### Problem details
The complete listing should be copied out exactly.

### Supplied material
┌──

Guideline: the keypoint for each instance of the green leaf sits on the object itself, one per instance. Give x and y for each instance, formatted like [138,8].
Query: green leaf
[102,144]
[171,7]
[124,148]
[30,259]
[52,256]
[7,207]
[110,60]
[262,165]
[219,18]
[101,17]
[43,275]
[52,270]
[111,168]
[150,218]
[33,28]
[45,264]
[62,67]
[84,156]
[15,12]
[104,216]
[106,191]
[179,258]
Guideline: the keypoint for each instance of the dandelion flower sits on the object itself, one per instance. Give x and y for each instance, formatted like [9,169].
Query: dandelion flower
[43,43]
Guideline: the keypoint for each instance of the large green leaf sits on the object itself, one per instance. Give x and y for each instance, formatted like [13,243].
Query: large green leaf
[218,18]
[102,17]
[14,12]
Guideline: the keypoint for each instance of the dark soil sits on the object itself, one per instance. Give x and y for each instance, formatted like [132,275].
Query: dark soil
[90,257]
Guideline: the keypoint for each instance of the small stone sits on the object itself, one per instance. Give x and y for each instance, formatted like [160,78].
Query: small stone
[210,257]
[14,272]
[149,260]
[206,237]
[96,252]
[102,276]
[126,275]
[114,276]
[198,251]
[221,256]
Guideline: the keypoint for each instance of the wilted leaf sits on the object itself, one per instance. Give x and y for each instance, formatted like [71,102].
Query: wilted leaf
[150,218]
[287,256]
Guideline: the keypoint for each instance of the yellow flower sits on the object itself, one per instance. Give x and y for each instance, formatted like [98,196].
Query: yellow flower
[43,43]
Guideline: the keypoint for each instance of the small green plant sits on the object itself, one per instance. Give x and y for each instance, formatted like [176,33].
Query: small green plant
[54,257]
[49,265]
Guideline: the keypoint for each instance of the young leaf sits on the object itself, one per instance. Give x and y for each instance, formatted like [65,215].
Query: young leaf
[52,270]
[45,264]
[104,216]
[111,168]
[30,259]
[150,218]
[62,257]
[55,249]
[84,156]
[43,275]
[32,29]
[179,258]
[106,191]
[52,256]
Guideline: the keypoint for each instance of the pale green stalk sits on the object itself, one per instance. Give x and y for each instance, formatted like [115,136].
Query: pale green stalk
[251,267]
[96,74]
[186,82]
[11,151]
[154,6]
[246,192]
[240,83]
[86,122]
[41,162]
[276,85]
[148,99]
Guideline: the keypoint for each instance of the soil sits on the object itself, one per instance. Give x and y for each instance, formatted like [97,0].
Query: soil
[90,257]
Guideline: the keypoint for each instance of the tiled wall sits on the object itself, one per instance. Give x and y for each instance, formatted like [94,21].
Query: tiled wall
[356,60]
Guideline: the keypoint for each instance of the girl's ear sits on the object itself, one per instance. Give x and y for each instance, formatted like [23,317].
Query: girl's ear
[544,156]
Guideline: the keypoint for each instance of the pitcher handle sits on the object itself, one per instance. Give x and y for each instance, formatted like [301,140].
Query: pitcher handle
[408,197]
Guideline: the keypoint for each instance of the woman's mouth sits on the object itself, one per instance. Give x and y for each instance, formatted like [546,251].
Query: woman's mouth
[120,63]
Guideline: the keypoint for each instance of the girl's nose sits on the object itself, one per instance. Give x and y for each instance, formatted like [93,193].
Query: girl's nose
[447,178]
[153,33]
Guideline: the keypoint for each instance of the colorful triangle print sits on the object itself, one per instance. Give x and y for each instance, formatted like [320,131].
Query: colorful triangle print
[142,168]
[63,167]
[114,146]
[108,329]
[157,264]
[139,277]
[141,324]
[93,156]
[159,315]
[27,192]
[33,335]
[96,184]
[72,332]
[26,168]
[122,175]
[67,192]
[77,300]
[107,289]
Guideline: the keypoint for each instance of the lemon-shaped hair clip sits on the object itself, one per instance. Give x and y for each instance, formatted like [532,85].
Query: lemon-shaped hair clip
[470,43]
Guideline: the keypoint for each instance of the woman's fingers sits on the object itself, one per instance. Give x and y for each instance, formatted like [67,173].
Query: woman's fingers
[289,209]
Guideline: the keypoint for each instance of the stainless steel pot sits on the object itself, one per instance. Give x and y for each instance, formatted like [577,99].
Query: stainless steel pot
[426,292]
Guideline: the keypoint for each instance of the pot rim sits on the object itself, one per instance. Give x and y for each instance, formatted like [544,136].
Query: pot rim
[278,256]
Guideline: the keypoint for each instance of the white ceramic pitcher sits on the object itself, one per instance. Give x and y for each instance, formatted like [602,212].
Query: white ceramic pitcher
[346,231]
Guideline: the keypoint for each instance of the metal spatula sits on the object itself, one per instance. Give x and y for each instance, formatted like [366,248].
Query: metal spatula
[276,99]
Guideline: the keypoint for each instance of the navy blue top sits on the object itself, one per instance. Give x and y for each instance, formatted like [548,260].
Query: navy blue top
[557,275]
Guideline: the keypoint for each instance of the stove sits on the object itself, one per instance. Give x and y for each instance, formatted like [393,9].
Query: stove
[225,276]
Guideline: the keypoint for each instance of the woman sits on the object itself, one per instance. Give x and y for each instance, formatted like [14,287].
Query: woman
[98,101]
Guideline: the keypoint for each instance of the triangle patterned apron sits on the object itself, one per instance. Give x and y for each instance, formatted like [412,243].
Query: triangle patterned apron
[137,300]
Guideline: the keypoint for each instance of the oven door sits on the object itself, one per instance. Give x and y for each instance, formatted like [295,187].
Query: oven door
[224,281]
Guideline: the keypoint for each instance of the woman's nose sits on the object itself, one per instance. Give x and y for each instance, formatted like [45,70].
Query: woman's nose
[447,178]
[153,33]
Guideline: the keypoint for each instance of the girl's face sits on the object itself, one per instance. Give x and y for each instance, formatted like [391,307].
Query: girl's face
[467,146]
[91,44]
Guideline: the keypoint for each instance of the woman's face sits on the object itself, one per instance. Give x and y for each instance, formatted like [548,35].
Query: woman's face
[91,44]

└──

### Solution to this exercise
Guideline: the keypoint for each instance of the green leaf sits on the object itself, one per instance. Give x and y for each instance, formatted like [138,8].
Query: green leaf
[102,144]
[171,7]
[124,148]
[30,259]
[52,256]
[7,207]
[110,60]
[262,165]
[219,18]
[101,17]
[43,275]
[52,270]
[111,168]
[150,218]
[33,28]
[45,264]
[62,67]
[84,156]
[15,12]
[104,216]
[106,191]
[179,258]
Guideline: the keypoint for each instance of the dandelion flower sits on the object itself, one per instance. Give x and y for each instance, formatted like [9,169].
Query: dandelion flower
[43,43]
Guideline: the keypoint for each instance of the large green leaf sits on the object itself, one per instance. Give x and y for each instance, formatted like [13,243].
Query: large green leaf
[218,18]
[102,17]
[14,12]
Guideline: the keypoint for each instance of the dark soil sits on the object itself, one per instance. Give x and y for each instance, formatted like [132,275].
Query: dark soil
[90,257]
Guideline: the keypoint for each instance of the small stone sits on the object itself, one per instance. Give x and y for each instance, formatted like [160,78].
Query: small stone
[210,257]
[14,272]
[149,260]
[206,237]
[96,252]
[102,276]
[126,275]
[114,276]
[198,251]
[221,256]
Guideline: the keypoint for each instance of the wilted leaf sits on the object itself, one per instance. Give x and y for each instance, formatted like [71,102].
Query: wilted leaf
[150,218]
[287,256]
Guideline: the keypoint for each instance of the yellow flower sits on the object itself, one per instance. Give x and y for each instance, formatted like [98,196].
Query: yellow flower
[43,43]
Guideline: the keypoint for each instance of the small green plant sits on the object itself, one per instance. Give x and y for each instance, formatted like [176,33].
Query: small green plant
[54,257]
[49,265]
Guideline: the keypoint for each instance of the young leaf sits on the object itself, one per instance. Give x and y for each instance, formatted like [65,215].
Query: young leaf
[52,270]
[45,264]
[104,216]
[111,168]
[30,259]
[150,218]
[62,257]
[55,249]
[84,156]
[43,275]
[32,29]
[179,258]
[106,191]
[52,256]
Guideline: the keypoint for each instance of the pale green stalk sits on the object itself, one per instance. Give x and y for each instance, formatted like [115,136].
Query: pale green stalk
[251,267]
[96,74]
[186,82]
[11,151]
[154,6]
[246,192]
[240,83]
[86,122]
[41,162]
[276,85]
[148,99]
Guideline: the keypoint for each instance of the soil sits on the object itself, one per instance. Give x and y for each instance, formatted like [97,0].
Query: soil
[90,257]
Guideline: the keypoint for each instance of the tiled wall sits on the object itself, one per instance. Give x and y for each instance, formatted like [94,21].
Query: tiled wall
[356,60]
Guideline: the keypoint for each instance of the girl's ear sits on the object itself, one per instance. Give x and y for each instance, formatted like [23,317].
Query: girl's ear
[544,156]
Guideline: the keypoint for each instance of the pitcher handle sits on the object itself, one per instance. Give x and y for each instance, formatted like [301,140].
Query: pitcher handle
[408,197]
Guideline: the keypoint for each instance of the woman's mouth sits on the object itself, one per instance. Give x and y for each instance, formatted like [546,251].
Query: woman's mouth
[120,63]
Guideline: the keypoint for each instance of the girl's nose sits on the object itself, one per instance. Give x and y for each instance, formatted like [93,193].
Query: girl's nose
[447,178]
[153,33]
Guideline: the keypoint for each instance of the colorful triangle print sits on the object itself, one per instance. Give x and y for each instance, formatted like [320,131].
Query: colorful triangle print
[142,168]
[63,167]
[114,146]
[108,329]
[157,264]
[139,277]
[141,324]
[93,156]
[159,315]
[27,192]
[33,335]
[96,184]
[72,332]
[26,168]
[122,175]
[67,192]
[77,300]
[107,289]
Guideline: the keypoint for each instance of the lemon-shaped hair clip sits on the object itself, one per instance. Give x and y for each instance, formatted like [532,85].
Query: lemon-shaped hair clip
[470,43]
Guideline: the keypoint for each instance of the woman's fingers sits on the object itself, one per instance. Give x and y for each instance, formatted like [67,173].
Query: woman's fingers
[289,209]
Guideline: the keypoint for each instance of the stainless steel pot sits on the object itself, one per instance. Give x and y for each instance, formatted like [577,99].
Query: stainless steel pot
[426,292]
Guideline: the keypoint for each instance of the pot rim sits on the object itself, one per instance. Give x and y for each instance, formatted like [544,136].
Query: pot rim
[278,256]
Guideline: the keypoint for each instance of the white ceramic pitcher sits on the object itself, one per instance. Give x and y for each instance, formatted like [602,212].
Query: white ceramic pitcher
[346,231]
Guideline: the keypoint for each instance of the metal spatula sits on the object itself, one per instance. Give x and y for each instance, formatted like [366,248].
Query: metal spatula
[276,99]
Guideline: the keypoint for each instance of the navy blue top sits on the object itself, one per instance. Give x and y for each instance, formatted like [548,260].
Query: navy blue top
[557,275]
Guideline: the keypoint for each instance of the stove sits on the object itself, one per instance. Give x and y for each instance, formatted like [393,9].
Query: stove
[225,276]
Guideline: the keypoint for each instance of the woman sits on the object itself, one per instance. Give x and y for each instance, formatted like [14,287].
Query: woman
[98,101]
Guideline: the keypoint for each instance of the triangle patterned apron sits on the object itself, one per instance. Give x and y for each instance, formatted like [412,243].
Query: triangle patterned apron
[137,300]
Guideline: the keypoint for each instance of the oven door sits on the object itself, one per instance. Give x and y for each instance, formatted like [295,187].
Query: oven door
[224,281]
Guideline: the keypoint for each instance of the woman's nose sits on the object itself, one per instance. Give x and y for each instance, formatted like [45,70].
Query: woman's nose
[447,178]
[153,33]
Guideline: the keypoint for each instance of the girl's face sits on the object itself, one per instance. Give x and y for each instance, formatted like [391,307].
Query: girl's face
[467,146]
[91,44]
Guideline: the keypoint for each instance of the woman's face sits on the object itself, one per instance. Give x and y for each instance, formatted like [548,35].
Query: woman's face
[91,44]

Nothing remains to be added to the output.